**Set of tasks**:
• 1. Per the project description, how many chemicals did EFSA and the US EPA supply for the first comprehensive screen with the DNT testing battery?
• 2. Reproduce the passage of the project description that begins with the words containing "This project envisions" and ends with "vitro test battery.".

Prof. Dr. Ellen Fritsche
IUF – Leibniz-Institut für umweltmedizinische Forschung gGmbH
Auf’m Hennekamp 50
D-40225 – Düsseldorf
Marcel Leist, University of Konstanz , Germany, Marcel.email@example.com
Katharina Koch, IUF, Germany, Katharina.Koch@iuf-duesseldorf.de
Recently, the need for developmental neurotoxicity (DNT) testing has been moving into the focus of the scientific community including regulatory scientists. Several initiatives promoted by EFSA, the OECD, and the International STakeholder NETwork (ISTNET) for DNT highlighted the most urgent needs for DNT evaluation (Lanzoni et al. 2019; Lupu et al. 2020; Fritsche et al. 2018; Bal-Price et al. 2015). The amount and quality of DNT data generated to date are not sufficient to provide confidence in the safety of the thousands of untested chemicals to which pregnant women, infants, and children may be exposed (Paparella et al. 2020). Moreover, there is an urgent need for a problem formulation-driven, fit-for-purpose testing paradigm to supply data for risk assessment and to support management decisions (Paparella et al. 2020). To tackle these issues, the OECD and EFSA in collaboration with the Danish- and US-EPA (Environmental Protection Agency) as well as the US national toxicology program have been harmonizing a screening effort. Several laboratories and stakeholders joined forces to define a DNT testing battery based on already available tests. A first application has been the comprehensive screen of 119 chemicals supplied by EFSA and the US EPA (Masjosthusmann et al. 2020). The outcome of this effort will contribute to an OECD guidance document on DNT in vitro evaluation. Despite its broad coverage of neurodevelopmental key events, the current DNT in vitro battery mainly focuses on neurons and oligodendrocytes. It fails to cover important radial glia, astrocyte, or microglia endpoints.
This project envisions the establishment of an expanded DNT in vitro test battery including radial glia (RG)-, astrocyte (AC)- and microglia (MG)-based/enhanced test systems. It will then assess the performance of the enhanced battery compared to the standard DNT in vitro test battery.
For this purpose, the project will focus on the following main objectives:
(1) set-up and characterize test methods to detect chemical interference with human RG differentiation and functionality;
(2) set-up and characterize test methods to detect chemical interference with AC maturation and with neuronal function in astrocyte-neuron co-culture models;
(3) set-up and characterize complex co-cultures of neurons, astrocytes, and MG to assess chemical-induced DNT under inflammatory and basic conditions.
Importantly, by comparison of data derived from rodent and human in vitro models and by identification of molecular biomarkers, the project aims to improve the transparency and in vivo transferability of the DNT test battery results from rodents to humans.

**Given data**:
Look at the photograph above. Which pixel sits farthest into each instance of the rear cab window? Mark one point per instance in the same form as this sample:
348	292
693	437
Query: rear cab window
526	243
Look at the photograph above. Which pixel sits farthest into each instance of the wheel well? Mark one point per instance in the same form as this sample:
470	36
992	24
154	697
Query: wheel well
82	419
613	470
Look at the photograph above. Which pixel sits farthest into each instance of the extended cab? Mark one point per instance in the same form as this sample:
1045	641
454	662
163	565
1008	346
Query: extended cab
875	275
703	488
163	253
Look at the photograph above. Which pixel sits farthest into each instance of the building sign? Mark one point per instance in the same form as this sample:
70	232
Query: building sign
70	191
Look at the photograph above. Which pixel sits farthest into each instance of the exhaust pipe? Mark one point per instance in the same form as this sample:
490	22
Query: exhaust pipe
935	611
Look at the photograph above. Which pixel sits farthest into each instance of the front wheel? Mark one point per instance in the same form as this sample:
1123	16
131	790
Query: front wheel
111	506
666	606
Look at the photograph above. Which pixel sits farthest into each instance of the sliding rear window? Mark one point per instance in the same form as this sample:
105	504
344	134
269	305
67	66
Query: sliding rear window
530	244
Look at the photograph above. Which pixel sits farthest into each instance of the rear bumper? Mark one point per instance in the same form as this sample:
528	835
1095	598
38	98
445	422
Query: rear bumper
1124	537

**Task responses**:
• 1. 119 chemicals.

• 2.
This project envisions the establishment of an expanded DNT in vitro test battery including radial glia (RG)-, astrocyte (AC)- and microglia (MG)-based/enhanced test systems. It will then assess the performance of the enhanced battery compared to the standard DNT in vitro test battery.